> [Task goal]
Rewrite the lines below, changing every "corner points" to "opposite corners" and leaving all other text as it is.

> [Exercise input]
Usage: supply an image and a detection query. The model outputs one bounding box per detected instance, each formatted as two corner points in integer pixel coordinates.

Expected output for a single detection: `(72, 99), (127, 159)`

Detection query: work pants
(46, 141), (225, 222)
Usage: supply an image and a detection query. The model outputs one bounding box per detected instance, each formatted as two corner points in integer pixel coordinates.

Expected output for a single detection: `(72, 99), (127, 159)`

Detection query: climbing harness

> [Reply to the exercise]
Usage: supply an image and a detection query. The model outputs one bounding box per detected instance, each formatted as two opposite corners in integer pixel coordinates.

Expected output for a single detection: `(72, 99), (127, 159)`

Detection query: work pants
(46, 141), (225, 222)
Usage: supply an image and a detection query. The model outputs one bounding box per detected instance, each formatted as two opposite corners in integer pixel coordinates.

Expected output for a single detection: `(72, 99), (127, 159)`

Detection query: climbing harness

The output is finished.